** What is required **
In the implantation text, copy the part from "Definition - What" to "or blastocyst implantation." and swap "uterine lining" for "endometrium".

** Text block **

———

Definition - What does Implantation mean?
Implantation is the process in which a blastocyst becomes embedded within the uterine lining. It is the first stage of pregnancy, in which a life-sustaining connection is developed between the fertilized egg and the nutrients and oxygen provided by the uterine wall. Optimal implantation occurs at the top of the uterus.
Implantation may also be known as embryo Implantation or blastocyst implantation.
FertilitySmarts explains Implantation
For implantation to occur, the uterus needs to be highly receptive and the membranes of endometrial cells change to encourage the adhesion of a blastocyst. New nutrient-rich endometrial cells, designed to nourish a blastocyst, are produced. This tissue will be shed in the next menstruation if implantation does not occur. If implantation does occur, the uterus will continue to sustain these nutrient-rich cells instead of shedding them and menstruation typically will not occur. This receptivity occurs roughly 6 days after ovulation and lasts around 2 to 4 days, or through days 20 to 24 of a menstrual cycle
Implantation starts around 6 days after fertilization. Most successful pregnancies implant 8 to 10 days after ovulation. The risk of miscarriage increases with later implantation.
The steps in blastocyst attachment are:
- Adplantation - Occurring around day 6 or 7, the blastocyst makes initial contact with the endometrium. The blastocyst "rolls" across the surface until the inner cell mass aligns with the uterine surface.

———

Referring expression data:
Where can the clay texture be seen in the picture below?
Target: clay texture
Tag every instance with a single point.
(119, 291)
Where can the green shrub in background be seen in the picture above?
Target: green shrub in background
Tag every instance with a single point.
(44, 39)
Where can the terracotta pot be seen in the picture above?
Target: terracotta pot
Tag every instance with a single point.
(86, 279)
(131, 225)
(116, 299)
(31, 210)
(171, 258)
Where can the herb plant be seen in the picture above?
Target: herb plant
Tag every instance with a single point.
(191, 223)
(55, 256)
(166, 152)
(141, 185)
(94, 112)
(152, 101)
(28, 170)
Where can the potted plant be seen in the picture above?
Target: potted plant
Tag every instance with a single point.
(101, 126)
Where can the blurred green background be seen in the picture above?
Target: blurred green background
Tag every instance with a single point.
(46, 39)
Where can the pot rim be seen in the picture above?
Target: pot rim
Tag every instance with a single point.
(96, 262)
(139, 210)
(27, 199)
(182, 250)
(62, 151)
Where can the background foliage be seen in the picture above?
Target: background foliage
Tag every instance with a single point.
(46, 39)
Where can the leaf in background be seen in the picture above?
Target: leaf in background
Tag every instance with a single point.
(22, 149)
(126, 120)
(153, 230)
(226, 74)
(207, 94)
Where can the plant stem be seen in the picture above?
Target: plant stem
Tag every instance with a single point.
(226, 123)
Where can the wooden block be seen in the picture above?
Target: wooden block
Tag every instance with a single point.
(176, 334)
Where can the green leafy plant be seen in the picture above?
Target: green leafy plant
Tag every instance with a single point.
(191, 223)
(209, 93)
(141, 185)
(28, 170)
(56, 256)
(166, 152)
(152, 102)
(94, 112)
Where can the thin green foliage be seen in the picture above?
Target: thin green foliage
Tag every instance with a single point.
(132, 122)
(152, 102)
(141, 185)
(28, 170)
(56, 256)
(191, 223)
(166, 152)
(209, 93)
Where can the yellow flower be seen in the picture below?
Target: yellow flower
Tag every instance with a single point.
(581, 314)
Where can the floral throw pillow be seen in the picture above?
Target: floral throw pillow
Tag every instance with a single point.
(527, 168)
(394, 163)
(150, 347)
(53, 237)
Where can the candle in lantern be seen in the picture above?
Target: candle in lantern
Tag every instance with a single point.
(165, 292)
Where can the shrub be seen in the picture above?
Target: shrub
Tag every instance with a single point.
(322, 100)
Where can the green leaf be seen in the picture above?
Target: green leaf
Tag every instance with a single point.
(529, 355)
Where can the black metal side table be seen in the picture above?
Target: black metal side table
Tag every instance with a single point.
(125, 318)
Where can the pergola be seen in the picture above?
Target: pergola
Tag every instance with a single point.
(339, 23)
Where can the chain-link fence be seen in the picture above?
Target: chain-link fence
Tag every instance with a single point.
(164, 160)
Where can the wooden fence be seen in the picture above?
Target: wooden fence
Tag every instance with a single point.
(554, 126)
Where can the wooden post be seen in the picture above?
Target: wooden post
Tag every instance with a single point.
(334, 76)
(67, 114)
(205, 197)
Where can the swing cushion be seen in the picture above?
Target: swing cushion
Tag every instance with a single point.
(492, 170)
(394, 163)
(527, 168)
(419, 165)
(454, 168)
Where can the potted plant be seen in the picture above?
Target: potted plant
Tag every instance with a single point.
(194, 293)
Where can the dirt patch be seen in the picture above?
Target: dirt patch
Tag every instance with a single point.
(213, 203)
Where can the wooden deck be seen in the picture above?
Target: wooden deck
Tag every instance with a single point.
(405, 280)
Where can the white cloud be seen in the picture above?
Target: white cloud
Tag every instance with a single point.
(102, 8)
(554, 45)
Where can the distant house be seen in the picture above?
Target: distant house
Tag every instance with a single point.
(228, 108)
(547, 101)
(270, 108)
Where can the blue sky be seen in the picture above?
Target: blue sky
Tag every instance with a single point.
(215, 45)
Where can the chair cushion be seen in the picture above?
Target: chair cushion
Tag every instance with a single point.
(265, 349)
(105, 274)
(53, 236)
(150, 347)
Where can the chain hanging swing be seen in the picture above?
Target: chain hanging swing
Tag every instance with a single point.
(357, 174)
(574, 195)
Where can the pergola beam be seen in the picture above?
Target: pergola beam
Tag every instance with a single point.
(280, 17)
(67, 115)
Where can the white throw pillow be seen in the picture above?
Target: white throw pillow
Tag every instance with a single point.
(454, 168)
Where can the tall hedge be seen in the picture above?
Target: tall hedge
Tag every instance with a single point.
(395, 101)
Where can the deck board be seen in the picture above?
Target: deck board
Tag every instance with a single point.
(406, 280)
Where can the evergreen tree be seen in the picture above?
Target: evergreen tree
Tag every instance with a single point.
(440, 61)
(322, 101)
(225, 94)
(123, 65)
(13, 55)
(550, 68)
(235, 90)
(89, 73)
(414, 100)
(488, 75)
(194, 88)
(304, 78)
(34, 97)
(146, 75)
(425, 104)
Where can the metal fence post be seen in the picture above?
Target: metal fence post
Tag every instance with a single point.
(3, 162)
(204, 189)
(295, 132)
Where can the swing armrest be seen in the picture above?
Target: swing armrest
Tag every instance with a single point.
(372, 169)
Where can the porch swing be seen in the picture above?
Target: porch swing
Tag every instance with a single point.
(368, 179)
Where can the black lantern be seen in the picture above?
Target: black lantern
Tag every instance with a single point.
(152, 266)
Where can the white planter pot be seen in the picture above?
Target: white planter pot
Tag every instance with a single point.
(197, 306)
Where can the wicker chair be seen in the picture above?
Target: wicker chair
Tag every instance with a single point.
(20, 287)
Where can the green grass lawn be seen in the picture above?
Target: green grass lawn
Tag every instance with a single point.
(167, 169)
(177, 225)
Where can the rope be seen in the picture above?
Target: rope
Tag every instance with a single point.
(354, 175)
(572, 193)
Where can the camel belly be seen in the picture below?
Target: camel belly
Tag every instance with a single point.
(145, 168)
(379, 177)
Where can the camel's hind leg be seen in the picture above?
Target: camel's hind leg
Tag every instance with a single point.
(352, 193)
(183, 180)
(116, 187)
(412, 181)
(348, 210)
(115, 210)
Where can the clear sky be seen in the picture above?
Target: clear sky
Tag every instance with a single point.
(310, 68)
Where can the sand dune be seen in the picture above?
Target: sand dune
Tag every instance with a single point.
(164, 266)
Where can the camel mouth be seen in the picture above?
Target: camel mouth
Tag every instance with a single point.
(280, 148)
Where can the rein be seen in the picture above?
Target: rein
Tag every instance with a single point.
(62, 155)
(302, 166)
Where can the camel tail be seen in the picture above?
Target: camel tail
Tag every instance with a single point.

———

** Answer section **
Definition - What does Implantation mean?
Implantation is the process in which a blastocyst becomes embedded within the endometrium. It is the first stage of pregnancy, in which a life-sustaining connection is developed between the fertilized egg and the nutrients and oxygen provided by the uterine wall. Optimal implantation occurs at the top of the uterus.
Implantation may also be known as embryo Implantation or blastocyst implantation.